◆ WRITTEN REQUEST
Restate the entries below verbatim.

◆ PROVIDED RECORDS
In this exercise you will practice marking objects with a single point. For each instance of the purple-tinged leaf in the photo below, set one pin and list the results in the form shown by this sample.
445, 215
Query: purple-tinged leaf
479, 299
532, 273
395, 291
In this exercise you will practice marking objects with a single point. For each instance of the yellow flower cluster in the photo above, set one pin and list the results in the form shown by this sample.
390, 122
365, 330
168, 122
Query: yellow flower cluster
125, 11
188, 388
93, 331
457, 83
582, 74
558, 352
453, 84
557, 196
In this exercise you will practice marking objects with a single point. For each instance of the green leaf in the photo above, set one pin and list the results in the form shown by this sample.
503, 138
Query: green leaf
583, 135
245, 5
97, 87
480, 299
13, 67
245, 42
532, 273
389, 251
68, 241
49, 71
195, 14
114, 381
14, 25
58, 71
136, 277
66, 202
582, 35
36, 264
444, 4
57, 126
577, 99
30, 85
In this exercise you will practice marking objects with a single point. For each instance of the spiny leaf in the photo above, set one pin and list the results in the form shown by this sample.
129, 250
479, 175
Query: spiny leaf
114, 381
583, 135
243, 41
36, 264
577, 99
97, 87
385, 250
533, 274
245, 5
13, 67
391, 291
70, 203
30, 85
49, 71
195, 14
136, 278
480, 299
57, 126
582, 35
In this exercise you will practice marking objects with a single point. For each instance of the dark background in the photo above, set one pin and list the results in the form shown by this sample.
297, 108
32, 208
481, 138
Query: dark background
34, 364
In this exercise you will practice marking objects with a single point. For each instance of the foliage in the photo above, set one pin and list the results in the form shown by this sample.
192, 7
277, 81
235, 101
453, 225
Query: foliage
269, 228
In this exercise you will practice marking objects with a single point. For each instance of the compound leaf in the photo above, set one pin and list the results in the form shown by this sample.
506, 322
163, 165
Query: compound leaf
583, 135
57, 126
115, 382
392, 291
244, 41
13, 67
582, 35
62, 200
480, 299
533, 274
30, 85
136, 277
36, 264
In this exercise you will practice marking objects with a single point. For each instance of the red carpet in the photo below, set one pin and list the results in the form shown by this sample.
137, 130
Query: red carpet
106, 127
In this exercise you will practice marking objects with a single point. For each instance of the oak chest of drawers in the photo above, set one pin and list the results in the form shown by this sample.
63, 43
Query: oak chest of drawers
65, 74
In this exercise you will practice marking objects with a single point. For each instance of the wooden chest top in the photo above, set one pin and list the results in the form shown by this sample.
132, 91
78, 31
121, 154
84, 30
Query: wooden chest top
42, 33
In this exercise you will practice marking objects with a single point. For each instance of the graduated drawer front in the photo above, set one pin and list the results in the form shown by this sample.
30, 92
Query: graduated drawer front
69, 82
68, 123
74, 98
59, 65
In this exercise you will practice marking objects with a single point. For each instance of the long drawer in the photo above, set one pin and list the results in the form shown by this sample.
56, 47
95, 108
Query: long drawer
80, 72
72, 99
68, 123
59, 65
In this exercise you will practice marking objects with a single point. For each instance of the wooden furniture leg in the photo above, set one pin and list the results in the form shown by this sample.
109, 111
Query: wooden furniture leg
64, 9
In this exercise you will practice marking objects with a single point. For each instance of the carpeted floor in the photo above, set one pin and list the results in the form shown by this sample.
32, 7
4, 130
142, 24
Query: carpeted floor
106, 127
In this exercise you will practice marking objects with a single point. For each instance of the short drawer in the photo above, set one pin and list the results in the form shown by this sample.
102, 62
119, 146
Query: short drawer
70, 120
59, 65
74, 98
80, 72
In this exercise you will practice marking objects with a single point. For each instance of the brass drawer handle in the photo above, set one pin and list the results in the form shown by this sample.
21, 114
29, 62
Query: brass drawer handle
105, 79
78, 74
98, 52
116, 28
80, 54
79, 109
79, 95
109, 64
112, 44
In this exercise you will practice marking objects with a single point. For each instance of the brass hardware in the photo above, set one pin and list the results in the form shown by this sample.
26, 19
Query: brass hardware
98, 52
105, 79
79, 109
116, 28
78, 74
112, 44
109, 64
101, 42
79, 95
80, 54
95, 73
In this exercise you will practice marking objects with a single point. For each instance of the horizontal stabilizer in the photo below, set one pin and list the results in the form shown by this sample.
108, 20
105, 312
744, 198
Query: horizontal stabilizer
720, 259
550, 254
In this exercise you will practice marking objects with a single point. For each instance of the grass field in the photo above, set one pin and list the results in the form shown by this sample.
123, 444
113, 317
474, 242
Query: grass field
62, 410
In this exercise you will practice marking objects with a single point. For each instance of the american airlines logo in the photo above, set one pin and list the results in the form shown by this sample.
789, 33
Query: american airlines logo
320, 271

◆ TASK SOLUTION
In this exercise you will practice marking objects with a single point. For each instance of the purple-tinged leaf in the photo below, set one pin and list the results in the form shown by this sample.
445, 215
Query: purple-tinged leaf
479, 299
532, 273
395, 291
In this exercise you will practice marking objects with a single point. For each instance of the yellow flower cluster in the photo above, set one pin and list the results in the form shown by this sample.
390, 122
365, 330
168, 122
Query: yellow flower cluster
125, 11
188, 388
93, 331
457, 83
582, 74
558, 352
453, 84
557, 196
In this exercise you will practice marking objects with a single point. For each instance of the green leaf in the photo above, set one pin and list the results in the form shown by this sample.
503, 138
Query: green leaf
583, 135
245, 5
97, 87
480, 299
13, 67
245, 42
532, 273
389, 251
68, 241
49, 71
195, 14
114, 381
14, 25
58, 71
136, 277
66, 202
582, 35
36, 264
444, 4
57, 126
577, 99
30, 85
In this exercise you will practice marking objects with a single point. For each instance of the spiny leaf in the photo above, set one pin and list the results in the form shown by this sample.
129, 250
479, 175
Query: spiny leaf
114, 381
583, 135
243, 41
36, 264
577, 99
97, 87
385, 250
533, 274
245, 5
13, 67
391, 291
70, 203
30, 85
49, 71
195, 14
136, 278
480, 299
57, 126
582, 35
In this exercise you will practice marking objects with a single point. For each instance of the dark background in the photo above, set one pin and list the results in the form shown by this sample.
297, 108
32, 208
481, 138
Query: dark background
34, 364
In this exercise you will practice marking objects with a single point. For each instance of the foliage in the photo above, set one pin and list the results in the form shown by this sample.
192, 7
277, 81
235, 101
453, 225
Query: foliage
269, 228
In this exercise you will practice marking objects with a single point. For each instance of the compound leaf in the photo above, set one pin and list the results in the form shown by this sample.
506, 322
163, 165
Query: compound leaf
583, 135
57, 126
115, 382
392, 291
244, 41
13, 67
582, 35
62, 200
480, 299
533, 274
30, 85
136, 277
36, 264
In this exercise you will practice marking objects with a single point. For each instance of the red carpet in the photo below, set one pin and list the results in the form shown by this sample.
137, 130
Query: red carpet
106, 127
In this exercise you will practice marking objects with a single point. For each instance of the oak chest of drawers in the photo above, set one pin and list the results in the form shown by this sample.
63, 43
Query: oak chest of drawers
65, 74
In this exercise you will practice marking objects with a single point. For each instance of the wooden chest top in the photo above, set one pin and list the results in the form shown by this sample.
132, 91
78, 31
121, 154
84, 30
Query: wooden chest top
42, 33
In this exercise you will practice marking objects with a single point. For each instance of the graduated drawer front in the photo above, set one pin and list the results in the form shown by this sample.
30, 92
Query: graduated drawer front
69, 82
68, 123
74, 98
59, 65
In this exercise you will practice marking objects with a single point. For each instance of the long drawer in the photo above, set one pin and list the results in the form shown by this sample.
56, 47
95, 108
Query: long drawer
80, 72
72, 99
68, 123
59, 65
In this exercise you will practice marking objects with a single point. For each instance of the wooden furniture leg in the photo above, set one pin and list the results in the form shown by this sample.
109, 111
Query: wooden furniture leg
64, 9
In this exercise you will practice marking objects with a single point. For each instance of the carpeted floor in the photo above, set one pin and list the results in the form shown by this sample.
32, 7
4, 130
142, 24
Query: carpeted floor
106, 127
In this exercise you will practice marking objects with a single point. For each instance of the short drawer in the photo above, set one pin and list the results in the form shown by this sample.
102, 62
119, 146
Query: short drawer
70, 120
59, 65
74, 98
80, 72
In this exercise you will practice marking objects with a single point. For each instance of the brass drawer handle in the photo above, set one pin and list the results in the form shown by this sample.
21, 114
29, 62
Query: brass drawer handle
105, 79
78, 74
98, 52
116, 28
80, 54
79, 109
79, 95
109, 64
112, 44
In this exercise you will practice marking objects with a single point. For each instance of the brass hardware in the photo above, set one pin and list the results in the form shown by this sample.
26, 19
Query: brass hardware
98, 52
105, 79
79, 109
116, 28
78, 74
112, 44
109, 64
101, 42
79, 95
80, 54
95, 73
In this exercise you will practice marking objects with a single point. For each instance of the horizontal stabilizer in the photo below, set one pin and list the results in the form shown by this sample.
108, 20
105, 312
744, 198
Query: horizontal stabilizer
720, 259
550, 254
In this exercise you will practice marking objects with a single point. For each instance of the grass field in the photo above, set one pin and list the results in the form shown by this sample.
123, 444
113, 317
474, 242
Query: grass field
62, 410
In this exercise you will practice marking objects with a single point. For each instance of the american airlines logo in the photo above, set one pin and list the results in the form shown by this sample.
789, 33
Query: american airlines logo
320, 271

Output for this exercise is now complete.